**WORK TO DO:** Reproduce the material below in full, substituting "object" for every "instance" and leaving everything else unchanged.

┌──

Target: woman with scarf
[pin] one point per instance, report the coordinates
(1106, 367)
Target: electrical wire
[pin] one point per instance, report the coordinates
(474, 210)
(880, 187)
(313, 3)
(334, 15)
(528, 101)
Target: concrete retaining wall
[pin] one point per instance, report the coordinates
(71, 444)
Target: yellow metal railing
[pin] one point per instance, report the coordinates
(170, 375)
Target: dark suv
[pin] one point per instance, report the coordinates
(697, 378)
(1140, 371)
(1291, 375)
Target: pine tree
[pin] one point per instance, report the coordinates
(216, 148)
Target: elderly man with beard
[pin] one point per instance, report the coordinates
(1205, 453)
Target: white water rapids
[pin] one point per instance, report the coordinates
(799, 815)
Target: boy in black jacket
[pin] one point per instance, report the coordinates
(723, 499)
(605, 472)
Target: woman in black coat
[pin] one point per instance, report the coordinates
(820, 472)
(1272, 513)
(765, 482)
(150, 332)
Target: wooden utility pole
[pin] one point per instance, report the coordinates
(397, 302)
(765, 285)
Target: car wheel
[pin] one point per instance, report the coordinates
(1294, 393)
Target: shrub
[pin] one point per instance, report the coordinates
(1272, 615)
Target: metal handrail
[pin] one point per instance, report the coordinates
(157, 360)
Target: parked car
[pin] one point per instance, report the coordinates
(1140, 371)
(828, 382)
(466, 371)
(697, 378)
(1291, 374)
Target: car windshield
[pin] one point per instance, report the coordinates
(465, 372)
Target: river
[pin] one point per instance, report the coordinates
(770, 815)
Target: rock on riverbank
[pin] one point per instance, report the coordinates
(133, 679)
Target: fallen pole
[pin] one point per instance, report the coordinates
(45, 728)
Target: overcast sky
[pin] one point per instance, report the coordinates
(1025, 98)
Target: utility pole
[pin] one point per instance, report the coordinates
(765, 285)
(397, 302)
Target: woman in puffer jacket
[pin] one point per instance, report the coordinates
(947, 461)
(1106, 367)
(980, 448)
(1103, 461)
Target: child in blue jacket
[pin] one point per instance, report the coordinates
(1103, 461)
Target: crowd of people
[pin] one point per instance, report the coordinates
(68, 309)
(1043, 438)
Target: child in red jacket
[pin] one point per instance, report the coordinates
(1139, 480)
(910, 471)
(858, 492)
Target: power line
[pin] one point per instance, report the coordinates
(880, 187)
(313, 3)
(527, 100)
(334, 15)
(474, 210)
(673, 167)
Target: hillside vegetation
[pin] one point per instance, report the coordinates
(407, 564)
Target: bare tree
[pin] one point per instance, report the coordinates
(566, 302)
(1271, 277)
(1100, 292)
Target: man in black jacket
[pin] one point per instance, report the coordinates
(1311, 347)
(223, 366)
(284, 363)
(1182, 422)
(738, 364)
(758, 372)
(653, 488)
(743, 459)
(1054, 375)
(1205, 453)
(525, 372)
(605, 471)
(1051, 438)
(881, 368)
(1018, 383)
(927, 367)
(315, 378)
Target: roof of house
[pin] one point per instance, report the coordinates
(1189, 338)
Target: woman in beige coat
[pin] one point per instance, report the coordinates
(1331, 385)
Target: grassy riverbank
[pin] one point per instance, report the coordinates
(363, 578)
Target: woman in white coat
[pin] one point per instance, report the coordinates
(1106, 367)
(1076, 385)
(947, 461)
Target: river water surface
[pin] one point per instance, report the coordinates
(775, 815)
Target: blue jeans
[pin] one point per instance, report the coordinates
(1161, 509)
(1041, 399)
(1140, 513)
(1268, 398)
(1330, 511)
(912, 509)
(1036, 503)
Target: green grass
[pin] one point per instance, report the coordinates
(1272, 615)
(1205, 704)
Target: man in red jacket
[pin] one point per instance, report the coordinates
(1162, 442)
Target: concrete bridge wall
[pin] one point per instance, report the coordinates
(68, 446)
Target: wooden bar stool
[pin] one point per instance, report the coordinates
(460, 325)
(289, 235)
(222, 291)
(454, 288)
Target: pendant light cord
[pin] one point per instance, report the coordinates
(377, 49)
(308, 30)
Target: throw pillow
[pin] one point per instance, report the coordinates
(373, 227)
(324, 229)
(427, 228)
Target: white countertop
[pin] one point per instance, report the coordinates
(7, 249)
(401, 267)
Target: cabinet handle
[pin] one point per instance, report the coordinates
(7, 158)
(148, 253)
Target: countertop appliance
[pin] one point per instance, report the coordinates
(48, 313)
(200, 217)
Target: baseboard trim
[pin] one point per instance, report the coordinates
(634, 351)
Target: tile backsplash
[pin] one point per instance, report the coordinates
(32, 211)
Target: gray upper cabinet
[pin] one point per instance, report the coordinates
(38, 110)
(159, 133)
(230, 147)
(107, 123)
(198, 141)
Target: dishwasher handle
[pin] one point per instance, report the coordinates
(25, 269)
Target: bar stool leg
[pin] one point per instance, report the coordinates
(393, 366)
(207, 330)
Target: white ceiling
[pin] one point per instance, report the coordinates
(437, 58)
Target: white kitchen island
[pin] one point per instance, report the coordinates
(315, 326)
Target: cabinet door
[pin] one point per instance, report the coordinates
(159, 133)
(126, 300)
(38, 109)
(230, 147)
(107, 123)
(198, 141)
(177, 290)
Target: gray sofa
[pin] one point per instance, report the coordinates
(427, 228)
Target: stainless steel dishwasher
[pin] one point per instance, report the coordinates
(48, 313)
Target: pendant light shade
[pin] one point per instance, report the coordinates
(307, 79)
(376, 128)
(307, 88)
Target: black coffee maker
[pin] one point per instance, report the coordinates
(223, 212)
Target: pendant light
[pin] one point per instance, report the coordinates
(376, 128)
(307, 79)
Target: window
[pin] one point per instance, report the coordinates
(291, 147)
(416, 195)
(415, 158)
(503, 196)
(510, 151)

└──

**TASK OUTPUT:**
Target: woman with scarf
[pin] one point per object, report the coordinates
(1106, 367)
Target: electrical wire
[pin] one point per object, report the coordinates
(474, 210)
(880, 187)
(313, 3)
(334, 15)
(528, 101)
Target: concrete retaining wall
[pin] one point per object, report the coordinates
(71, 444)
Target: yellow metal railing
[pin] one point per object, report the coordinates
(170, 375)
Target: dark suv
[pin] one point per object, report the coordinates
(697, 378)
(1140, 371)
(1291, 375)
Target: pine tree
[pin] one point per object, report the coordinates
(216, 148)
Target: elderly man with beard
[pin] one point per object, report the coordinates
(1205, 453)
Target: white water rapids
[pin] one point per object, report the coordinates
(799, 815)
Target: boy in black jacket
[pin] one point per object, report the coordinates
(723, 499)
(605, 472)
Target: woman in black coat
[pin] one point per object, report the coordinates
(820, 472)
(1272, 513)
(765, 482)
(150, 332)
Target: wooden utility pole
[pin] one point per object, report the coordinates
(397, 302)
(765, 285)
Target: car wheel
[pin] one point per object, report the coordinates
(1294, 393)
Target: shrub
[pin] one point per object, report the coordinates
(1272, 615)
Target: metal handrail
[pin] one point per object, report the coordinates
(157, 360)
Target: parked car
[pin] one point per object, report the coordinates
(1140, 371)
(828, 382)
(466, 371)
(697, 378)
(1291, 374)
Target: car windshield
[pin] one point per object, report the coordinates
(465, 372)
Target: river
[pin] one point per object, report the coordinates
(770, 815)
Target: rock on riverbank
[pin] one point per object, report the coordinates
(133, 679)
Target: fallen pole
[pin] one point per object, report the coordinates
(45, 728)
Target: overcast sky
[pin] one point per object, report the coordinates
(1025, 98)
Target: utility pole
[pin] one point per object, report the coordinates
(765, 285)
(397, 302)
Target: woman in puffer jacket
[pin] one point per object, report the coordinates
(947, 461)
(1106, 367)
(980, 448)
(1103, 461)
Target: child in blue jacket
[pin] one point per object, report the coordinates
(1103, 461)
Target: crowd of people
[pin] one point per object, report the coordinates
(68, 309)
(1043, 438)
Target: child in red jacket
[pin] one point per object, report the coordinates
(1139, 480)
(910, 471)
(858, 492)
Target: power line
[pin] one point per object, report the coordinates
(880, 187)
(313, 3)
(527, 100)
(334, 15)
(474, 210)
(673, 167)
Target: hillside vegetation
[pin] one point per object, report the coordinates
(407, 564)
Target: bare tree
[pin] one point per object, report the coordinates
(566, 302)
(1271, 277)
(1100, 292)
Target: man in black jacket
[pin] one point per object, report the coordinates
(1311, 347)
(223, 366)
(284, 363)
(1182, 422)
(738, 364)
(758, 372)
(653, 488)
(743, 459)
(1054, 375)
(1205, 453)
(525, 372)
(605, 471)
(1051, 438)
(881, 368)
(1018, 383)
(927, 367)
(315, 378)
Target: roof of house
[pin] one point per object, report the coordinates
(1189, 338)
Target: woman in beige coat
[pin] one point per object, report the coordinates
(1331, 385)
Target: grassy riverbank
[pin] one point per object, report the coordinates
(363, 578)
Target: woman in white coat
[pin] one point per object, report the coordinates
(1106, 367)
(1076, 385)
(947, 461)
Target: river water surface
[pin] one point per object, report the coordinates
(775, 815)
Target: blue jeans
[pin] one point per object, report the coordinates
(1161, 509)
(1041, 399)
(1140, 513)
(1268, 398)
(1330, 511)
(912, 509)
(1036, 503)
Target: green grass
[pin] one point per object, report the coordinates
(1272, 615)
(1205, 704)
Target: man in red jacket
[pin] one point per object, report the coordinates
(1162, 442)
Target: concrete bridge wall
[pin] one point per object, report the coordinates
(68, 446)
Target: wooden bar stool
[pin] one point per object, report the coordinates
(460, 325)
(289, 235)
(222, 291)
(454, 288)
Target: pendant light cord
[pin] one point per object, report the coordinates
(377, 49)
(308, 30)
Target: throw pillow
[pin] one point per object, report the coordinates
(373, 227)
(324, 229)
(427, 228)
Target: white countertop
[pin] one point per object, report the coordinates
(7, 249)
(401, 267)
Target: cabinet handle
[pin] one point per object, report the coordinates
(7, 158)
(148, 253)
Target: countertop appliance
[pin] one point per object, report the coordinates
(48, 313)
(200, 217)
Target: baseboard trim
[pin] one point per object, report the coordinates
(634, 351)
Target: tile backsplash
[pin] one point per object, report the coordinates
(32, 211)
Target: gray upper cabinet
[pin] one point per object, report the coordinates
(38, 110)
(159, 133)
(230, 147)
(107, 123)
(198, 141)
Target: dishwasher handle
[pin] one point per object, report the coordinates
(25, 269)
Target: bar stool leg
[pin] one point per object, report the coordinates
(393, 366)
(207, 330)
Target: white ceiling
[pin] one point per object, report the coordinates
(437, 58)
Target: white kitchen island
[pin] one point per object, report the coordinates
(315, 326)
Target: cabinet door
[pin] one point per object, report the coordinates
(159, 133)
(126, 300)
(38, 109)
(230, 147)
(107, 123)
(198, 141)
(177, 290)
Target: gray sofa
[pin] one point per object, report the coordinates
(427, 228)
Target: stainless steel dishwasher
[pin] one point per object, report the coordinates
(48, 313)
Target: pendant light shade
[pin] one point per object, report the coordinates
(307, 79)
(376, 128)
(307, 88)
Target: black coffee maker
[pin] one point per object, report the coordinates
(223, 212)
Target: pendant light
[pin] one point per object, report the coordinates
(376, 128)
(307, 79)
Target: window
[pin] one point per object, report the coordinates
(291, 147)
(416, 195)
(415, 158)
(503, 196)
(510, 151)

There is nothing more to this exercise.